***** Text

With the ECJ ruling on the restructuring clause, the Commission has suffered a painful defeat. The ECJ rejected the "abbreviation" of the determination of the selectivity of a fiscal rule according to whether a tax-privileged scheme is not open to all companies in a legally and actually comparable situation, and re-established the classic three-stage review. The ECJ stressed that the "reference system" must be determined in a broad approach. According to this, an exception to a restricting rule (here, the end of loss offset after a change in shareholders) only restores the general principle of loss offsetting.
In 2011, the European Commission issued a decision ruling that the so-called Restructuring Clause in Section 8c (1a) of the German Act on Corporation Tax constitutes prohibited State aid. The consequence was the recovery of the relevant tax savings as a result of the offsetting of losses with subsequent profits.
The insolvency administrator of the now insolvent Heitkamp BauHolding GmbH appealed, along with many other companies and the German Federal Government, against the Commission's decision and was now successful in second instance by the European Court of Justice (ECJ). The European Court as first instance had followed the European Commission.

**********
***** Provided records

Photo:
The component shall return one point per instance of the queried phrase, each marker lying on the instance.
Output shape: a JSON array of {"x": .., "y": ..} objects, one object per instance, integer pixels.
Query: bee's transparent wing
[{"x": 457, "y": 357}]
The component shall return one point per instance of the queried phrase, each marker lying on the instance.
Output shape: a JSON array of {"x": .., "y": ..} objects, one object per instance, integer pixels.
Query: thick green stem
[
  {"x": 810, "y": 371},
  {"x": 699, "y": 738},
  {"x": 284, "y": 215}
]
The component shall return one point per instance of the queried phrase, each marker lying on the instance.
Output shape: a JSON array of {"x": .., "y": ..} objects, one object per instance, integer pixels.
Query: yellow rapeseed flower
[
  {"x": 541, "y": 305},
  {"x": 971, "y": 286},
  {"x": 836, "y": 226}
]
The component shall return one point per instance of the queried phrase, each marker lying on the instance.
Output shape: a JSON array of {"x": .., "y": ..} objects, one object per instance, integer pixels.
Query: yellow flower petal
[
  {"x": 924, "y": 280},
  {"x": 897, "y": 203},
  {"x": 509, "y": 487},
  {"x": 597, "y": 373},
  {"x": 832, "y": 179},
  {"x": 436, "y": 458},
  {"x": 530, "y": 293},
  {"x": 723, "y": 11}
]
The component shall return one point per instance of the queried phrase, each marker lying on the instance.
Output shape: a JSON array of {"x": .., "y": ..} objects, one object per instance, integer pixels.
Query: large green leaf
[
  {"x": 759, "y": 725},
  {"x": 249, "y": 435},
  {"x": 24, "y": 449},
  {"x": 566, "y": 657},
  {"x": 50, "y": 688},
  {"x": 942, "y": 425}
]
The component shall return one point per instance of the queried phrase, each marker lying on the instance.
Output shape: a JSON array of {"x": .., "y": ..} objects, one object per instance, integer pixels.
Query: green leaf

**********

*Task requirements*:
1. Answer these from the text on the ECJ restructuring clause ruling, one line each:
(a) In what year did the European Commission issue its decision on the Restructuring Clause?
(b) Which section of the German Act on Corporation Tax holds the Restructuring Clause?
(c) The insolvency administrator of which company appealed against the Commission's decision?
2. Extend the text on the ECJ restructuring clause ruling, picking up after its last sentence.
You won't need the listing for any of this.

*In response*:
1.
(a) 2011
(b) Section 8c (1a)
(c) Heitkamp BauHolding GmbH

2.
Exceptionally, under certain circumstances, the Restructuring Clause allows for full offsetting, in spite of the otherwise harmful shareholder change of more than 25%, if the purchase of the shares is part of a restructuring. The exclusion of loss offsetting should prevent trade in loss carryforwards ("shell purchase"). The Commission and the subsequent European General Court considered that this favored firms in need of restructuring who were in a "comparable legal and factual situation” with regard to the possibility of offsetting losses, like other companies not in need of restructuring. The reference system and thus a benchmark for a preferential treatment should have been the restriction of loss offsetting in the case of a change of shareholders.
Contrary to that, Advocate General Vahl, whom the ECJ followed in its decision of 28th June 2018, qualified the generally admissible loss carryforward as reference system, which is restricted by Section 8c of the German Act on Corporate Tax in the event of a change in the shareholders. As an exemption to the exemption, only the basic rule of loss offsetting is restored. Since the Commission had thus wrongly determined the reference system, the ECJ annulled the Commission decision.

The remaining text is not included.